Set task:
Select each line in the items below that contains the word "platform" and copy those lines.
═════ Record list ═════
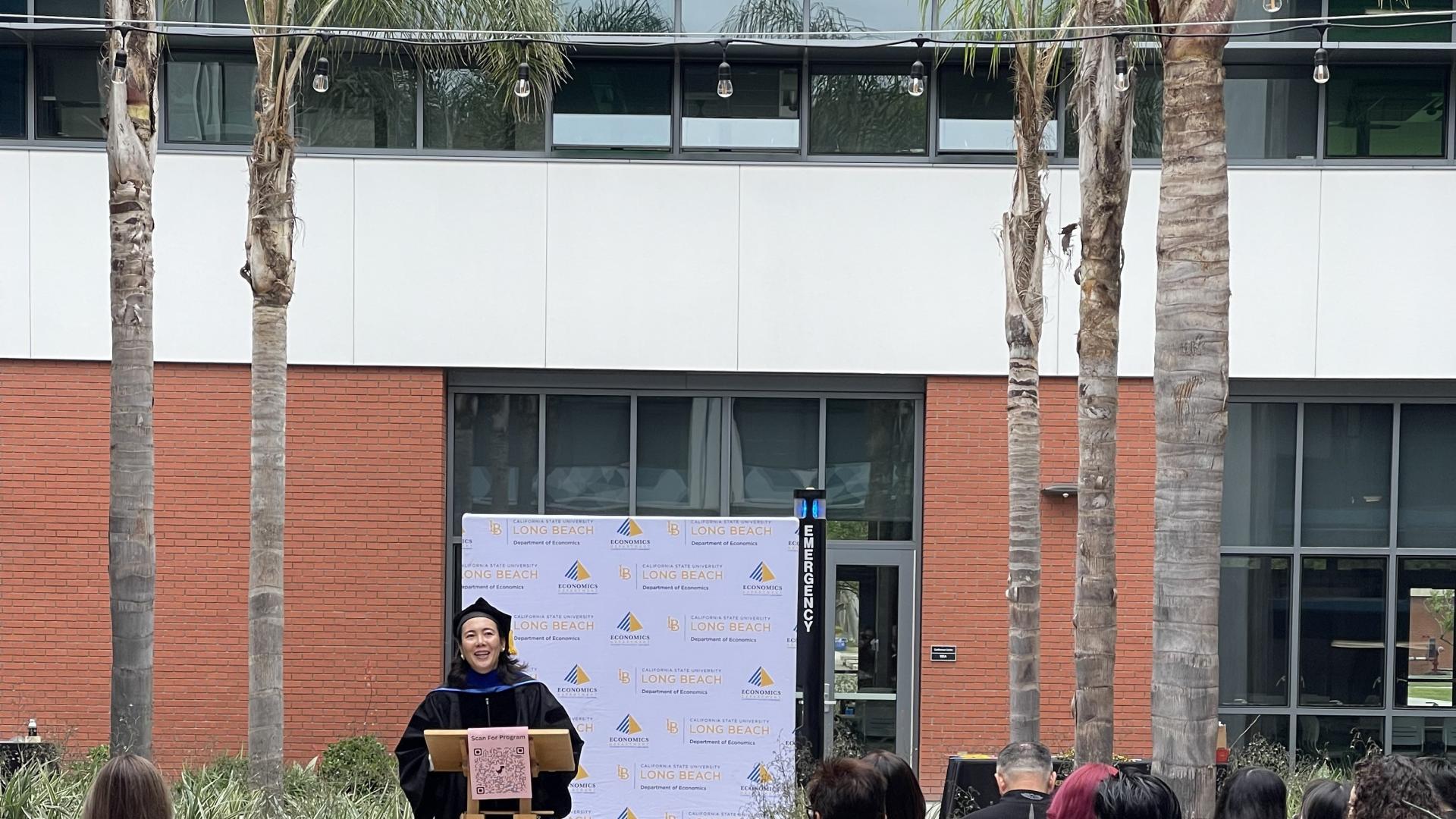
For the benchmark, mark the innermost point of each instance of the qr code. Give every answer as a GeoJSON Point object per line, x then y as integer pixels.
{"type": "Point", "coordinates": [500, 770]}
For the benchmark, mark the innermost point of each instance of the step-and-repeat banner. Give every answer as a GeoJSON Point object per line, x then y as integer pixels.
{"type": "Point", "coordinates": [670, 642]}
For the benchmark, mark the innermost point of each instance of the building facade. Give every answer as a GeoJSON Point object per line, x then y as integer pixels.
{"type": "Point", "coordinates": [661, 302]}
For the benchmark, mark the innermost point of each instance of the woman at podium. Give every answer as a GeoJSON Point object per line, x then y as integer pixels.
{"type": "Point", "coordinates": [485, 687]}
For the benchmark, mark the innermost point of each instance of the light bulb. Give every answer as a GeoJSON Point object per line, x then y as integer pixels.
{"type": "Point", "coordinates": [321, 74]}
{"type": "Point", "coordinates": [523, 80]}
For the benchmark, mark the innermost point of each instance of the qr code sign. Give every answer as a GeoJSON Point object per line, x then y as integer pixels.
{"type": "Point", "coordinates": [500, 773]}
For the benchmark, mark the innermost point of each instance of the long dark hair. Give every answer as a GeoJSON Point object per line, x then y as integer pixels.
{"type": "Point", "coordinates": [903, 796]}
{"type": "Point", "coordinates": [1253, 793]}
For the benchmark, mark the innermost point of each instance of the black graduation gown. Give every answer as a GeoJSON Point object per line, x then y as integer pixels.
{"type": "Point", "coordinates": [443, 796]}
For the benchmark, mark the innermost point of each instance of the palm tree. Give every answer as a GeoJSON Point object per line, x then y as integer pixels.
{"type": "Point", "coordinates": [1190, 391]}
{"type": "Point", "coordinates": [131, 152]}
{"type": "Point", "coordinates": [270, 275]}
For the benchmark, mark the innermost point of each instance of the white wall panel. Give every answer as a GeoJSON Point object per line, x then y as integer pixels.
{"type": "Point", "coordinates": [450, 262]}
{"type": "Point", "coordinates": [1385, 275]}
{"type": "Point", "coordinates": [321, 319]}
{"type": "Point", "coordinates": [202, 305]}
{"type": "Point", "coordinates": [15, 262]}
{"type": "Point", "coordinates": [642, 267]}
{"type": "Point", "coordinates": [71, 251]}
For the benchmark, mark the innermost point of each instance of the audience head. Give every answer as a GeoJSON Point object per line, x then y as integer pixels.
{"type": "Point", "coordinates": [1442, 776]}
{"type": "Point", "coordinates": [1136, 796]}
{"type": "Point", "coordinates": [1391, 787]}
{"type": "Point", "coordinates": [128, 787]}
{"type": "Point", "coordinates": [846, 789]}
{"type": "Point", "coordinates": [1024, 765]}
{"type": "Point", "coordinates": [1078, 792]}
{"type": "Point", "coordinates": [1326, 799]}
{"type": "Point", "coordinates": [903, 798]}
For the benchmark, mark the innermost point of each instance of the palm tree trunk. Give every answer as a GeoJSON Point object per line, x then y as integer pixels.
{"type": "Point", "coordinates": [1191, 388]}
{"type": "Point", "coordinates": [1106, 133]}
{"type": "Point", "coordinates": [270, 271]}
{"type": "Point", "coordinates": [131, 150]}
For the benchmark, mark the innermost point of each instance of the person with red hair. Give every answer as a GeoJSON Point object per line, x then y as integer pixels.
{"type": "Point", "coordinates": [1078, 792]}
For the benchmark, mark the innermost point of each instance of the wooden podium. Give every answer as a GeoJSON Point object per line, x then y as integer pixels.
{"type": "Point", "coordinates": [551, 751]}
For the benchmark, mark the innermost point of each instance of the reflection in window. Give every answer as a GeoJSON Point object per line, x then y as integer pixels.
{"type": "Point", "coordinates": [1386, 111]}
{"type": "Point", "coordinates": [775, 450]}
{"type": "Point", "coordinates": [615, 104]}
{"type": "Point", "coordinates": [679, 468]}
{"type": "Point", "coordinates": [764, 111]}
{"type": "Point", "coordinates": [465, 110]}
{"type": "Point", "coordinates": [587, 453]}
{"type": "Point", "coordinates": [1254, 630]}
{"type": "Point", "coordinates": [1258, 475]}
{"type": "Point", "coordinates": [67, 86]}
{"type": "Point", "coordinates": [367, 105]}
{"type": "Point", "coordinates": [1347, 475]}
{"type": "Point", "coordinates": [856, 112]}
{"type": "Point", "coordinates": [1341, 632]}
{"type": "Point", "coordinates": [870, 463]}
{"type": "Point", "coordinates": [210, 98]}
{"type": "Point", "coordinates": [1427, 515]}
{"type": "Point", "coordinates": [495, 455]}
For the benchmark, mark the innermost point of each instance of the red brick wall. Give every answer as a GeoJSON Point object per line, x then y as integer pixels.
{"type": "Point", "coordinates": [963, 704]}
{"type": "Point", "coordinates": [363, 561]}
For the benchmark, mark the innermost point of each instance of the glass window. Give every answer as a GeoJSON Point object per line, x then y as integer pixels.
{"type": "Point", "coordinates": [1427, 509]}
{"type": "Point", "coordinates": [775, 450]}
{"type": "Point", "coordinates": [977, 110]}
{"type": "Point", "coordinates": [764, 111]}
{"type": "Point", "coordinates": [495, 455]}
{"type": "Point", "coordinates": [1254, 630]}
{"type": "Point", "coordinates": [1273, 112]}
{"type": "Point", "coordinates": [1347, 475]}
{"type": "Point", "coordinates": [12, 93]}
{"type": "Point", "coordinates": [625, 17]}
{"type": "Point", "coordinates": [740, 17]}
{"type": "Point", "coordinates": [870, 463]}
{"type": "Point", "coordinates": [1424, 624]}
{"type": "Point", "coordinates": [67, 88]}
{"type": "Point", "coordinates": [615, 104]}
{"type": "Point", "coordinates": [465, 110]}
{"type": "Point", "coordinates": [1341, 632]}
{"type": "Point", "coordinates": [210, 98]}
{"type": "Point", "coordinates": [1386, 111]}
{"type": "Point", "coordinates": [1258, 475]}
{"type": "Point", "coordinates": [367, 105]}
{"type": "Point", "coordinates": [859, 112]}
{"type": "Point", "coordinates": [587, 453]}
{"type": "Point", "coordinates": [679, 457]}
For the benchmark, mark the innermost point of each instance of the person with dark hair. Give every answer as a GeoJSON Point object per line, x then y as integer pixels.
{"type": "Point", "coordinates": [903, 796]}
{"type": "Point", "coordinates": [128, 787]}
{"type": "Point", "coordinates": [1136, 796]}
{"type": "Point", "coordinates": [1078, 792]}
{"type": "Point", "coordinates": [846, 789]}
{"type": "Point", "coordinates": [1442, 776]}
{"type": "Point", "coordinates": [1253, 793]}
{"type": "Point", "coordinates": [1326, 799]}
{"type": "Point", "coordinates": [485, 687]}
{"type": "Point", "coordinates": [1025, 780]}
{"type": "Point", "coordinates": [1391, 787]}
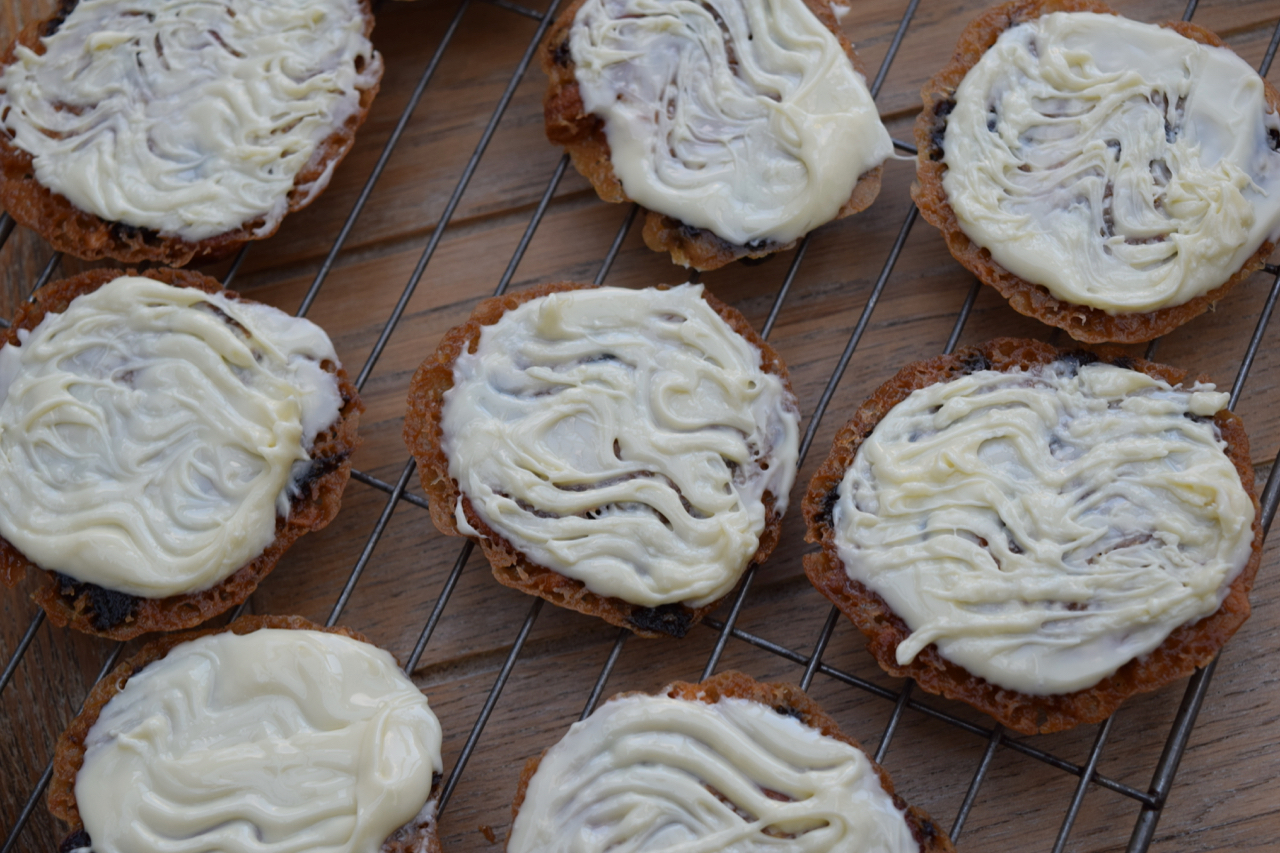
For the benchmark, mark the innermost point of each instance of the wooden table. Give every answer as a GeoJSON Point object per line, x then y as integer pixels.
{"type": "Point", "coordinates": [1224, 796]}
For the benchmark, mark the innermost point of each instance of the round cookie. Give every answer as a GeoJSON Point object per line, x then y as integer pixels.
{"type": "Point", "coordinates": [584, 136]}
{"type": "Point", "coordinates": [232, 129]}
{"type": "Point", "coordinates": [1187, 647]}
{"type": "Point", "coordinates": [1031, 297]}
{"type": "Point", "coordinates": [316, 498]}
{"type": "Point", "coordinates": [565, 495]}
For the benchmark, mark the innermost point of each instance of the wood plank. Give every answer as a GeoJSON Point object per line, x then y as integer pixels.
{"type": "Point", "coordinates": [1225, 796]}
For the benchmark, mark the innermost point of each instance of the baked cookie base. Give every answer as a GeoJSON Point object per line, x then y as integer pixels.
{"type": "Point", "coordinates": [83, 235]}
{"type": "Point", "coordinates": [415, 836]}
{"type": "Point", "coordinates": [425, 437]}
{"type": "Point", "coordinates": [784, 698]}
{"type": "Point", "coordinates": [583, 136]}
{"type": "Point", "coordinates": [95, 610]}
{"type": "Point", "coordinates": [1185, 649]}
{"type": "Point", "coordinates": [1083, 323]}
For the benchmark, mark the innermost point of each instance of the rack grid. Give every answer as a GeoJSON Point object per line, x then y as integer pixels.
{"type": "Point", "coordinates": [1150, 802]}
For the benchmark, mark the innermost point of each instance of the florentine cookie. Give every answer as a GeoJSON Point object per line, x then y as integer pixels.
{"type": "Point", "coordinates": [169, 129]}
{"type": "Point", "coordinates": [269, 734]}
{"type": "Point", "coordinates": [625, 454]}
{"type": "Point", "coordinates": [1036, 532]}
{"type": "Point", "coordinates": [739, 124]}
{"type": "Point", "coordinates": [1107, 177]}
{"type": "Point", "coordinates": [727, 763]}
{"type": "Point", "coordinates": [161, 443]}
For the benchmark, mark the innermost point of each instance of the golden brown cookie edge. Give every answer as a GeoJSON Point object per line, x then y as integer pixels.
{"type": "Point", "coordinates": [424, 436]}
{"type": "Point", "coordinates": [310, 511]}
{"type": "Point", "coordinates": [1185, 649]}
{"type": "Point", "coordinates": [1083, 323]}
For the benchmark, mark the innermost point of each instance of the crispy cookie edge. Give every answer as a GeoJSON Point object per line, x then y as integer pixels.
{"type": "Point", "coordinates": [314, 509]}
{"type": "Point", "coordinates": [424, 436]}
{"type": "Point", "coordinates": [1083, 323]}
{"type": "Point", "coordinates": [90, 237]}
{"type": "Point", "coordinates": [791, 701]}
{"type": "Point", "coordinates": [1182, 652]}
{"type": "Point", "coordinates": [583, 137]}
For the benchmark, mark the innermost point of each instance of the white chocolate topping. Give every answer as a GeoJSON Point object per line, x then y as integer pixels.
{"type": "Point", "coordinates": [625, 438]}
{"type": "Point", "coordinates": [150, 434]}
{"type": "Point", "coordinates": [653, 774]}
{"type": "Point", "coordinates": [741, 117]}
{"type": "Point", "coordinates": [1119, 164]}
{"type": "Point", "coordinates": [1045, 528]}
{"type": "Point", "coordinates": [187, 117]}
{"type": "Point", "coordinates": [273, 742]}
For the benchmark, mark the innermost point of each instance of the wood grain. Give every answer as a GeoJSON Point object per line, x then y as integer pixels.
{"type": "Point", "coordinates": [1225, 796]}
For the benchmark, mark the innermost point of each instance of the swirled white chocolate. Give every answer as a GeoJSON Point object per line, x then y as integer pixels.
{"type": "Point", "coordinates": [191, 118]}
{"type": "Point", "coordinates": [273, 742]}
{"type": "Point", "coordinates": [625, 438]}
{"type": "Point", "coordinates": [1119, 164]}
{"type": "Point", "coordinates": [653, 774]}
{"type": "Point", "coordinates": [741, 117]}
{"type": "Point", "coordinates": [150, 434]}
{"type": "Point", "coordinates": [1045, 528]}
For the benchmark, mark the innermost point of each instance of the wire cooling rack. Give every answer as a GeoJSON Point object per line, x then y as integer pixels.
{"type": "Point", "coordinates": [1148, 803]}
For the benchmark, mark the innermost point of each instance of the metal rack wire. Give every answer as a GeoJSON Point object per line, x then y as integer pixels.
{"type": "Point", "coordinates": [1150, 802]}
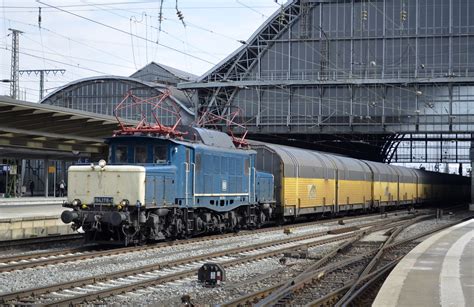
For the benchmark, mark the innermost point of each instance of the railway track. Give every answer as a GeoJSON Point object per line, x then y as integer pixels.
{"type": "Point", "coordinates": [25, 261]}
{"type": "Point", "coordinates": [40, 240]}
{"type": "Point", "coordinates": [338, 282]}
{"type": "Point", "coordinates": [98, 287]}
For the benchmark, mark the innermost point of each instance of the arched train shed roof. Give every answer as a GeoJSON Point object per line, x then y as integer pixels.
{"type": "Point", "coordinates": [99, 94]}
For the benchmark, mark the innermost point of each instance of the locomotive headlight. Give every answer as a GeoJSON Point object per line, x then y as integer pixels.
{"type": "Point", "coordinates": [102, 163]}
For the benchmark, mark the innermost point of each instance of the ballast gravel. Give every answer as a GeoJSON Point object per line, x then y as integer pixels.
{"type": "Point", "coordinates": [240, 280]}
{"type": "Point", "coordinates": [54, 274]}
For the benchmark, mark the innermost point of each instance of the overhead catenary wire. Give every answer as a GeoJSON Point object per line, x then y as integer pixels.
{"type": "Point", "coordinates": [125, 32]}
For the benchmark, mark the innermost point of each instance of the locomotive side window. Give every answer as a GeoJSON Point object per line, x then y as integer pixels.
{"type": "Point", "coordinates": [140, 154]}
{"type": "Point", "coordinates": [121, 155]}
{"type": "Point", "coordinates": [160, 154]}
{"type": "Point", "coordinates": [198, 162]}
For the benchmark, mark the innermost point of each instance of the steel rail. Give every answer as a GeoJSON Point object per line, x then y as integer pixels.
{"type": "Point", "coordinates": [126, 273]}
{"type": "Point", "coordinates": [36, 291]}
{"type": "Point", "coordinates": [60, 257]}
{"type": "Point", "coordinates": [40, 240]}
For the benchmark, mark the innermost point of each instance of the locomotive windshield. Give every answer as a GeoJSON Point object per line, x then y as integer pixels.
{"type": "Point", "coordinates": [121, 155]}
{"type": "Point", "coordinates": [126, 150]}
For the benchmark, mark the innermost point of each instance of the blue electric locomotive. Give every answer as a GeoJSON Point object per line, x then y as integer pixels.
{"type": "Point", "coordinates": [155, 188]}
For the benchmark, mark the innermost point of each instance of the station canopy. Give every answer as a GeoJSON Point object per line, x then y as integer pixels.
{"type": "Point", "coordinates": [37, 131]}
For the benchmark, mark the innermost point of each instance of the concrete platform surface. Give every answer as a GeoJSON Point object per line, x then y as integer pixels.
{"type": "Point", "coordinates": [437, 272]}
{"type": "Point", "coordinates": [11, 208]}
{"type": "Point", "coordinates": [31, 201]}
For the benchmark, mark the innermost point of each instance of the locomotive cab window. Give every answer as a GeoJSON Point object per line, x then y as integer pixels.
{"type": "Point", "coordinates": [121, 154]}
{"type": "Point", "coordinates": [140, 154]}
{"type": "Point", "coordinates": [160, 154]}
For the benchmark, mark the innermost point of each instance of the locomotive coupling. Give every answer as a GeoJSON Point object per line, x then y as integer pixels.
{"type": "Point", "coordinates": [69, 216]}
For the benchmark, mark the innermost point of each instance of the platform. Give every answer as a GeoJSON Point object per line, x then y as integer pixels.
{"type": "Point", "coordinates": [438, 272]}
{"type": "Point", "coordinates": [31, 217]}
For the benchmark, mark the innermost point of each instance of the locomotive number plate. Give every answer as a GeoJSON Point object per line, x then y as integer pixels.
{"type": "Point", "coordinates": [103, 200]}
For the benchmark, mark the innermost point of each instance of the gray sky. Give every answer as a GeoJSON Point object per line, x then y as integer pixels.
{"type": "Point", "coordinates": [85, 48]}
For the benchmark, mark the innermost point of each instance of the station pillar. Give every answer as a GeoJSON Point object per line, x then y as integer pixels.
{"type": "Point", "coordinates": [471, 155]}
{"type": "Point", "coordinates": [46, 177]}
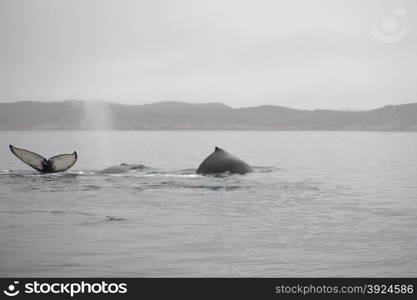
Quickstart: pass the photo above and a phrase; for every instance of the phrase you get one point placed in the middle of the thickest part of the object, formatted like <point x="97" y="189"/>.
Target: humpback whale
<point x="221" y="161"/>
<point x="57" y="163"/>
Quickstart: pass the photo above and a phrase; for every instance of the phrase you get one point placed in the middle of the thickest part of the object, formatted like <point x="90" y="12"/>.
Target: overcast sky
<point x="302" y="54"/>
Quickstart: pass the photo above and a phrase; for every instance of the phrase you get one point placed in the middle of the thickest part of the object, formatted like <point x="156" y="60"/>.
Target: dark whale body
<point x="221" y="161"/>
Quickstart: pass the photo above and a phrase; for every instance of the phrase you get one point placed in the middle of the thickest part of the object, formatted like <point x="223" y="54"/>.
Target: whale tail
<point x="57" y="163"/>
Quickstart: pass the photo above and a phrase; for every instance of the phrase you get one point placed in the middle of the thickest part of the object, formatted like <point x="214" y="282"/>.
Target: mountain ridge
<point x="177" y="115"/>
═════
Exercise solution:
For the benchmark, mark the innermost point of each instance of the concrete platform surface. Give every answer as a GeoJSON Point object per line, x then y as integer pixels.
For the benchmark, mark the innermost point of each instance of the platform. Give every answer as a GeoJSON Point object per line, x then y as integer pixels.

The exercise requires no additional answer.